Title: My first Mandelbulb
Post by: spooky on December 29, 2009, 09:21:45 PM
Dear all,

My first Mandelbulb... Ok, it's not that nice but... I did it myself  ;D ... in C#. I implemented the shader based on a ray-casting strategy and using a Lambertian approach. In this image there is one single light and no ambient lighting.

The second image has less iterations, less noise, but less accurate of course... obviously it does not like Daniel White's images  :dink:
Spooky.


Title: Re: My first Mandelbulb
Post by: spooky on January 03, 2010, 08:42:17 PM
I added Phong shading for the specular highlights, implemented rotation matrix, added several user interface functionality and ported the computation part in C++...


Title: Re: My first Mandelbulb
Post by: Buddhi on January 03, 2010, 09:57:27 PM
Wow! Program with user interface!  :alien: I have never made any GUI for Mandelbulbs  :D and all parameters I'm changing in source code (I hate building interfaces)

... but now I'm preparing something for Linux GTK+, but it will take lot of work, because there is around 50 parameters for interfacing and lots of modes.

Spooky, when you will have some version for tests I can be tester :) Very interesting for me is performance of C# language because it operates on virtual environment.


Title: Re: My first Mandelbulb
Post by: spooky on January 03, 2010, 10:27:12 PM
Hello Budhi,

Thanks for the nice words... actually, I was like changing all these parameters in the source code when I realized that I will gain some time with the UI  ;D I still need to add the Z rotation angle but I would like to concentrate on shading now, particularly ambient occlusion, which is substantially more complex than diffuse or specular shading. Also, I still need to try a better way to compute the normals using 4 samples instead of 2 like now.

What you should do:
Answer these from the Mandelbulb thread:
(a) In which language did spooky write the first Mandelbulb?
(b) What did spooky add for the specular highlights?
(c) For what platform and toolkit is Buddhi preparing something?
The listing after the Mandelbulb thread isn't needed.

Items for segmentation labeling

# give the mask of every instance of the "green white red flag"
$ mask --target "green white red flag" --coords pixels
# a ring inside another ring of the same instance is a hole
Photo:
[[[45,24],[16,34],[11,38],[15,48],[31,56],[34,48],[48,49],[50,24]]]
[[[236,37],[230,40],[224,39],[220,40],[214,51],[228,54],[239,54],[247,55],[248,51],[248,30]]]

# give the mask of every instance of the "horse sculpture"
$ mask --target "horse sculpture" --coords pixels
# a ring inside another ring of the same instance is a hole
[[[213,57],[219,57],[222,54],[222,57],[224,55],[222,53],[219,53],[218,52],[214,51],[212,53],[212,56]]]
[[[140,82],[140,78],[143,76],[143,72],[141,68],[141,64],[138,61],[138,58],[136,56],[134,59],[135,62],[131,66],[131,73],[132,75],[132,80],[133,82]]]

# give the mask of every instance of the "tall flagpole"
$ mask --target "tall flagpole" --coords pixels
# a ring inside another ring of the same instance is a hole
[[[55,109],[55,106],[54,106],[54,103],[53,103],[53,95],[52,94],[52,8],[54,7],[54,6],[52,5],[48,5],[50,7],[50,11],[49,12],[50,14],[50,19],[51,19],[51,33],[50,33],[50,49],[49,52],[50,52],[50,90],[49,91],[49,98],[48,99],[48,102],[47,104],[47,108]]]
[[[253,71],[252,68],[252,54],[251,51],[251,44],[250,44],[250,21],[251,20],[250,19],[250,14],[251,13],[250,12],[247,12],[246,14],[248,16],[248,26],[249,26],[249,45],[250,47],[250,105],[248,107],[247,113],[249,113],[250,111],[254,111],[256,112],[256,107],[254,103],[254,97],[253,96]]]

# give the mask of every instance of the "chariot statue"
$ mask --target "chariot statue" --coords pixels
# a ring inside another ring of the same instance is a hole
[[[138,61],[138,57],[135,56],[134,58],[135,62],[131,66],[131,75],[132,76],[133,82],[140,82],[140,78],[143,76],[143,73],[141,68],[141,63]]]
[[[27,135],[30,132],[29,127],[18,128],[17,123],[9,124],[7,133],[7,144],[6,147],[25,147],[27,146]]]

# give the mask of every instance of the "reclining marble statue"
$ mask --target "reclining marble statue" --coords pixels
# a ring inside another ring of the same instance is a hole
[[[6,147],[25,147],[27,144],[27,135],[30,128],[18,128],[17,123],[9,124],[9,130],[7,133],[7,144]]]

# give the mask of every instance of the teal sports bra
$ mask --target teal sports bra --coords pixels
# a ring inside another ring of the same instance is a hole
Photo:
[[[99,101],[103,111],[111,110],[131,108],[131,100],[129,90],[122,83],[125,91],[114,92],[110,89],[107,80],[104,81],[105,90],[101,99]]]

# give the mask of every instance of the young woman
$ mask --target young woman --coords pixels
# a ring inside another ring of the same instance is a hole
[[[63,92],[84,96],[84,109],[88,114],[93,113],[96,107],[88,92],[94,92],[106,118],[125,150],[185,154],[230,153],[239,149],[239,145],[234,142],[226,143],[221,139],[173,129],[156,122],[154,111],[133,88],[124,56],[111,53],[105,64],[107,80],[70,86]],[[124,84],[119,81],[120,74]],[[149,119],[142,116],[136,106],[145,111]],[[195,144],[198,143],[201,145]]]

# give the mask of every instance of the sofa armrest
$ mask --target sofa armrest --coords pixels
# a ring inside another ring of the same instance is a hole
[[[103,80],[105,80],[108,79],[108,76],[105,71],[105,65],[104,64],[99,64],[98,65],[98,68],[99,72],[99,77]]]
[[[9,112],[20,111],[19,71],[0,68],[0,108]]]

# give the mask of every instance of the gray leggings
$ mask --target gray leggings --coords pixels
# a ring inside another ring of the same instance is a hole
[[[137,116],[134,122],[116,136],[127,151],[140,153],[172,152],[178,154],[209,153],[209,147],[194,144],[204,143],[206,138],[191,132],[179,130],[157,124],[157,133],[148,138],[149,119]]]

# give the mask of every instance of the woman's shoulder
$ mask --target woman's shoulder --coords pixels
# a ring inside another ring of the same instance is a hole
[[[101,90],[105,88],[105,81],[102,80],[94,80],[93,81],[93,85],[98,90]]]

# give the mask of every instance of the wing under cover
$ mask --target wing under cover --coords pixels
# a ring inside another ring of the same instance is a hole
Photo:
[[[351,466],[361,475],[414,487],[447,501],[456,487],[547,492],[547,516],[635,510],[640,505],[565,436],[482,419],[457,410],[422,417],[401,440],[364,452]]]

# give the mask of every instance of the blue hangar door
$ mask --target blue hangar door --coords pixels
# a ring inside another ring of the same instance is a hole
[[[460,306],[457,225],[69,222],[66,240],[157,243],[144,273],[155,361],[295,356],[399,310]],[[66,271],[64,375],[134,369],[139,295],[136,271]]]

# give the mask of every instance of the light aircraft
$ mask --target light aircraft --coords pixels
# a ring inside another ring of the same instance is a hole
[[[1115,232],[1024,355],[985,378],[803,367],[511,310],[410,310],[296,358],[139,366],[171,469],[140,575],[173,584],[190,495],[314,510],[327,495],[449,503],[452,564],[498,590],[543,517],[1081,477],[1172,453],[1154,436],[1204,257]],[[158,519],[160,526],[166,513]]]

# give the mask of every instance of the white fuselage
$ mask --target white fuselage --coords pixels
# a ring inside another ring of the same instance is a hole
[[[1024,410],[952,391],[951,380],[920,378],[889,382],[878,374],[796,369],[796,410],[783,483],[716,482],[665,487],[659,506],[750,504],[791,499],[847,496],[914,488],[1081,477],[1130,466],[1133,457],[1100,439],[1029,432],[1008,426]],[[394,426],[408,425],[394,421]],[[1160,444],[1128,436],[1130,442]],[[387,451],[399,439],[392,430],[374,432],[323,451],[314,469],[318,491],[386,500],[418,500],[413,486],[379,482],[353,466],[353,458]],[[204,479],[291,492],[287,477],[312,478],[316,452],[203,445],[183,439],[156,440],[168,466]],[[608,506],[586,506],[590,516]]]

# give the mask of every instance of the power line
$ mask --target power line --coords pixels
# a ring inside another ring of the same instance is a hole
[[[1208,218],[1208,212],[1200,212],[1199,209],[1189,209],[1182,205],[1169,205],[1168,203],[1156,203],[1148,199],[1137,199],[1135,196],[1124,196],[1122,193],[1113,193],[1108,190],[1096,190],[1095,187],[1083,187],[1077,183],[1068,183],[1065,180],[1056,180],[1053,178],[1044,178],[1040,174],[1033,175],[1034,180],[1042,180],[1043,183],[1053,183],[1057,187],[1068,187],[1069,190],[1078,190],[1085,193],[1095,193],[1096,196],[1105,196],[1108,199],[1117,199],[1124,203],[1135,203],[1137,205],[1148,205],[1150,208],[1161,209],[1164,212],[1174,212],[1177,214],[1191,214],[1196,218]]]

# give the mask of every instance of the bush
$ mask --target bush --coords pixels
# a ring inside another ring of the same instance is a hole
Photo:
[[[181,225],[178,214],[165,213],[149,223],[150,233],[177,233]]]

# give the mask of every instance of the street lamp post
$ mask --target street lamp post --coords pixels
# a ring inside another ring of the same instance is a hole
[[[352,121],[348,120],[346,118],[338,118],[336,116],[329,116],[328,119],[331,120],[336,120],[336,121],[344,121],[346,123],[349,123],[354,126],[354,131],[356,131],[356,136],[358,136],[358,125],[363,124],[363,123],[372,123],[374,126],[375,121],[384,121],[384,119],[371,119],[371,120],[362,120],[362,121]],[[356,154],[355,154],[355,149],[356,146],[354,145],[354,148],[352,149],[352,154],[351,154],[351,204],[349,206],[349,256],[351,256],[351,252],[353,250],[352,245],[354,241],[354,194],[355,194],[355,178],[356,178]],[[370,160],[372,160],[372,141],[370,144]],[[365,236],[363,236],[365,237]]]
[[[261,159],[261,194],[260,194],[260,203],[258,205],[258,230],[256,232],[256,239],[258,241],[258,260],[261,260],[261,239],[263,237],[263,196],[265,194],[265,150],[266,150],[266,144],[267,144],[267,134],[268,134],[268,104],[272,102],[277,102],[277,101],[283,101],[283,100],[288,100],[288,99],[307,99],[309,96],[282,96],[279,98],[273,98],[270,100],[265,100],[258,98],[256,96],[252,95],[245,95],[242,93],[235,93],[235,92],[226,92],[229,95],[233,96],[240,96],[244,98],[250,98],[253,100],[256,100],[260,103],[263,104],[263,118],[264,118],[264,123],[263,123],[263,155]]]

Answer for the task:
(a) C#
(b) Phong shading
(c) Linux GTK+